Goal -
Would it be possible to quote, exactly and in full, the lines from the one with "Mark one point on each instance of the rear quarter" through the end of the entries below?

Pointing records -
═══

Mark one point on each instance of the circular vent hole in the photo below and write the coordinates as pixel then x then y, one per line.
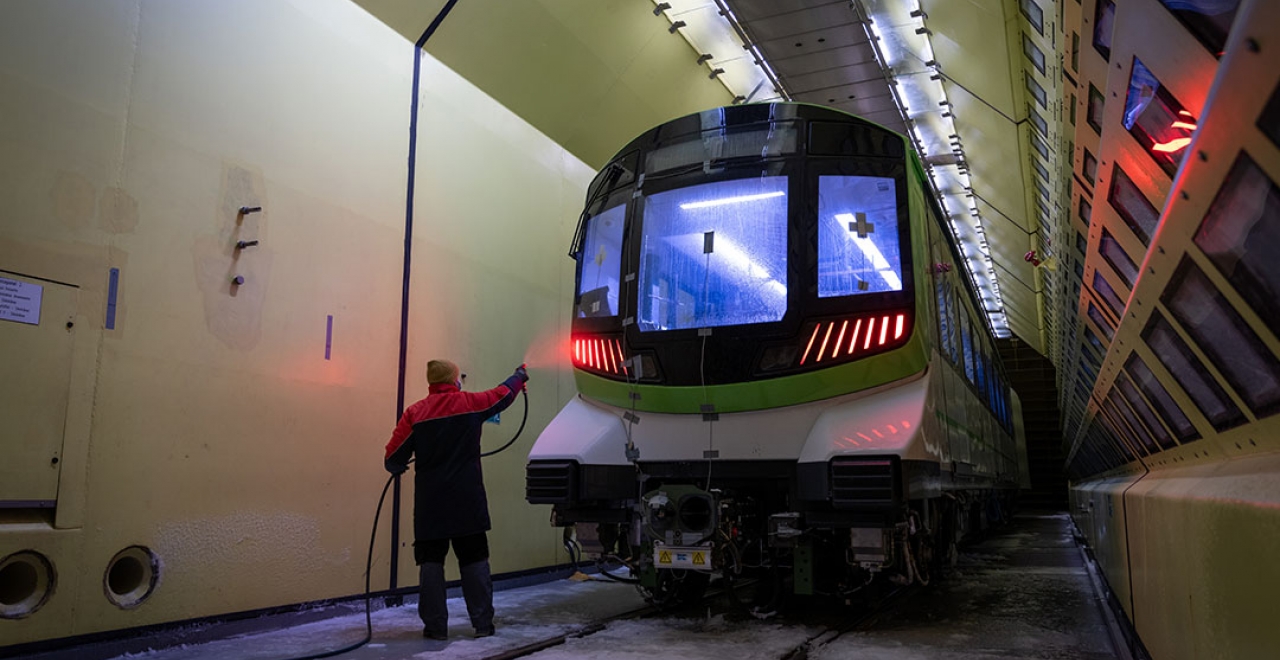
pixel 131 577
pixel 26 583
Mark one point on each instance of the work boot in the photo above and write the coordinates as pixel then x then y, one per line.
pixel 478 591
pixel 432 606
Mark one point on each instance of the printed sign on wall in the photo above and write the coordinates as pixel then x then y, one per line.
pixel 19 301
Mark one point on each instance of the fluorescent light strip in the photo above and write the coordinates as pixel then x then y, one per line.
pixel 723 201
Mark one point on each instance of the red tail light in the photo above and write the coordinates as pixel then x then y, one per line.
pixel 826 340
pixel 600 354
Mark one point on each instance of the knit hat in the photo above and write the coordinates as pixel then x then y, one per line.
pixel 442 371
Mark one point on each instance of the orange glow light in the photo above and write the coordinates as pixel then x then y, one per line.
pixel 1171 146
pixel 810 343
pixel 853 340
pixel 824 339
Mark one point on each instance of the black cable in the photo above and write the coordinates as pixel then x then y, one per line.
pixel 369 568
pixel 522 420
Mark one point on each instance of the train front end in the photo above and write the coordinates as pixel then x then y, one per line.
pixel 744 344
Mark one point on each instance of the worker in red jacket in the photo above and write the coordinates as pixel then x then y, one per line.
pixel 449 503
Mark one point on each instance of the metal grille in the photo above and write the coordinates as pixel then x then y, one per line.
pixel 551 481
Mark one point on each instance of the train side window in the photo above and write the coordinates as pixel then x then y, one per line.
pixel 1225 338
pixel 1189 374
pixel 1109 294
pixel 1156 119
pixel 600 264
pixel 1240 234
pixel 1269 122
pixel 1160 399
pixel 858 237
pixel 1119 260
pixel 1033 54
pixel 1034 14
pixel 967 343
pixel 1104 22
pixel 1208 22
pixel 1093 117
pixel 1139 406
pixel 1133 206
pixel 1096 316
pixel 1037 91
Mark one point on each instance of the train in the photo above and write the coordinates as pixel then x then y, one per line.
pixel 782 366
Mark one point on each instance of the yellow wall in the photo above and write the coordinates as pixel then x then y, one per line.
pixel 208 425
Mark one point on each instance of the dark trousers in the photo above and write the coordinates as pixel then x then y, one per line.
pixel 472 554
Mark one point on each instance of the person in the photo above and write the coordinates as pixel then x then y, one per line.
pixel 449 503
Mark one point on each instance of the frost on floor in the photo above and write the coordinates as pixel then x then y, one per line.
pixel 524 615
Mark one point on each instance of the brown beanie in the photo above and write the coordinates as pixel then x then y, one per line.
pixel 442 371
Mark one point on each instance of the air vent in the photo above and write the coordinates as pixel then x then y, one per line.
pixel 551 481
pixel 863 484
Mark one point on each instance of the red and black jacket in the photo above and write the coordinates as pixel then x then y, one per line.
pixel 443 431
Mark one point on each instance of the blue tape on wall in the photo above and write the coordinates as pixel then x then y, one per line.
pixel 112 288
pixel 328 337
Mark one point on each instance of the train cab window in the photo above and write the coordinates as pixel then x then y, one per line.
pixel 1208 21
pixel 1033 54
pixel 1191 374
pixel 1240 234
pixel 714 255
pixel 1034 14
pixel 1104 22
pixel 1037 91
pixel 859 250
pixel 967 344
pixel 1097 102
pixel 1107 293
pixel 1156 119
pixel 600 264
pixel 1133 206
pixel 1098 320
pixel 1225 338
pixel 1148 417
pixel 1119 260
pixel 1160 399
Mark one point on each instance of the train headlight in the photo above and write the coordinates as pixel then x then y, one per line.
pixel 824 343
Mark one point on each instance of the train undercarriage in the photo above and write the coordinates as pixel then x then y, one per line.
pixel 768 535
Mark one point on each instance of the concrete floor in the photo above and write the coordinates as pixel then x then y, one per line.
pixel 1022 594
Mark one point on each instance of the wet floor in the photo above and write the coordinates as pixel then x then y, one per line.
pixel 1022 594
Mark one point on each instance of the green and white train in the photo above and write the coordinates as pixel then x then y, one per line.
pixel 781 363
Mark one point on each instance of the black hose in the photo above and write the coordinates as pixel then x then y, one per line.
pixel 373 536
pixel 369 569
pixel 522 420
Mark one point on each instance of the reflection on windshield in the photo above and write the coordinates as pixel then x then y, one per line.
pixel 600 264
pixel 858 238
pixel 714 255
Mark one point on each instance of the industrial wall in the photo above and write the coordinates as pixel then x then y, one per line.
pixel 225 439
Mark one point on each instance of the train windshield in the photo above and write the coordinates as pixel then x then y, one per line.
pixel 714 255
pixel 859 248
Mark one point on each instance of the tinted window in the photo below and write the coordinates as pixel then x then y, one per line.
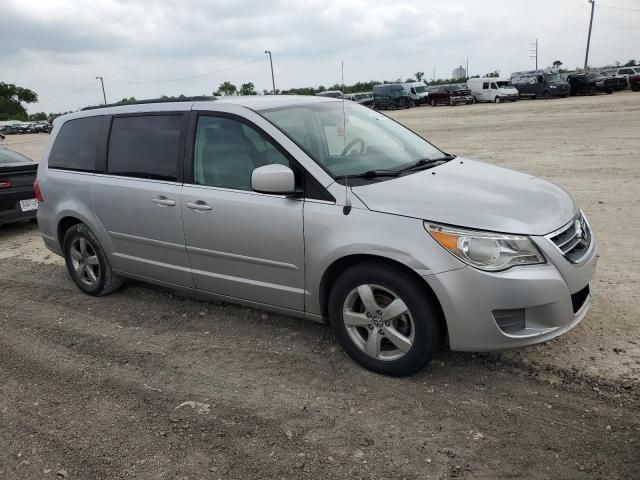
pixel 9 156
pixel 145 146
pixel 76 145
pixel 227 151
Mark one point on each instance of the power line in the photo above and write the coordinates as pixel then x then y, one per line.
pixel 619 8
pixel 67 94
pixel 186 78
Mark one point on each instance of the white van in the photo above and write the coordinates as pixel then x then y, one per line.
pixel 418 92
pixel 492 89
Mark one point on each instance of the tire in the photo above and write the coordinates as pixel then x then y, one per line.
pixel 418 330
pixel 97 278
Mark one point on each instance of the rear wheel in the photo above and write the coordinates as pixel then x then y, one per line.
pixel 87 262
pixel 383 319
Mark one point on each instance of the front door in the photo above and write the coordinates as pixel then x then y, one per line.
pixel 241 244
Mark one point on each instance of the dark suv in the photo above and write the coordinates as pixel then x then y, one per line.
pixel 390 95
pixel 538 83
pixel 449 95
pixel 591 83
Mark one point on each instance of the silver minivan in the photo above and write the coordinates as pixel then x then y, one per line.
pixel 317 208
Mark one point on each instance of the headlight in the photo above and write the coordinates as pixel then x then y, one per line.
pixel 485 250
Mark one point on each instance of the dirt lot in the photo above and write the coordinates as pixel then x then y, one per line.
pixel 92 388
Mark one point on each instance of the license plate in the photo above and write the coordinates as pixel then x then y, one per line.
pixel 28 205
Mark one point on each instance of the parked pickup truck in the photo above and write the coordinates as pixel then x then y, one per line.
pixel 449 95
pixel 591 83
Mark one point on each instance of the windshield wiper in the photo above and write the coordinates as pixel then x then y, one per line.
pixel 375 174
pixel 425 162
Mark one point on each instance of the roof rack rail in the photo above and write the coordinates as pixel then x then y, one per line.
pixel 201 98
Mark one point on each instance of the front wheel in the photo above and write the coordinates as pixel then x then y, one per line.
pixel 384 320
pixel 87 262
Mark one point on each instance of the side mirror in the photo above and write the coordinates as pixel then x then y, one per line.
pixel 274 178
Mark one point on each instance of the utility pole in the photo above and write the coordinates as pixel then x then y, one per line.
pixel 534 52
pixel 104 95
pixel 586 55
pixel 273 80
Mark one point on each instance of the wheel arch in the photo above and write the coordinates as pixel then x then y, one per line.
pixel 64 225
pixel 342 264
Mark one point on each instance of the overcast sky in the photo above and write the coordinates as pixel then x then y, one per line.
pixel 58 47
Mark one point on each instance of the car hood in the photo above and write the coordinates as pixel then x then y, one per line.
pixel 474 194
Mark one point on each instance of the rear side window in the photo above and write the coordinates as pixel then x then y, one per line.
pixel 145 146
pixel 76 145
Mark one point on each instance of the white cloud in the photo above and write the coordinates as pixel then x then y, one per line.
pixel 58 46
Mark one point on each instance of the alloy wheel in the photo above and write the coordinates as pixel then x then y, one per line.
pixel 378 322
pixel 85 261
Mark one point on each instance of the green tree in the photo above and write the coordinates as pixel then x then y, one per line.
pixel 11 99
pixel 227 88
pixel 248 89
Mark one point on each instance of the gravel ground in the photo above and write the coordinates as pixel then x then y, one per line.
pixel 147 384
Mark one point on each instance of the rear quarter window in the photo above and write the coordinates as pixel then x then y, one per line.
pixel 76 144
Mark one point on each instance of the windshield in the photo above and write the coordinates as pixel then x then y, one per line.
pixel 360 141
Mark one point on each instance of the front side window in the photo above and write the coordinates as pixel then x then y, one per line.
pixel 352 143
pixel 145 146
pixel 228 151
pixel 76 144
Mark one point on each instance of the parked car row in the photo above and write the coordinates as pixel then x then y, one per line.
pixel 19 128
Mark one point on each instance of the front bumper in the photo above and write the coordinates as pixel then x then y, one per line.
pixel 472 300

═══

Answer to this problem -
Mark one point on each instance of the rear quarter window in the photo above and write the coordinates as pixel then x then y, one per line.
pixel 76 144
Mark one point on each instance of the windshield in the photo above and write the coordinates as pixel then x then y, one per line.
pixel 360 141
Mark one point on each instance of the front side window in the photo above and write the coordinates as pixel then x then y, one per line.
pixel 352 143
pixel 145 146
pixel 228 151
pixel 76 144
Mark one point on each instance of the parked car row in the photo above and write the coordinates as pixel then x then y, one per line.
pixel 19 128
Mark one point on each instance of the front bumper in the photo above and write the coordinates as pixel then x then y, one per line.
pixel 472 300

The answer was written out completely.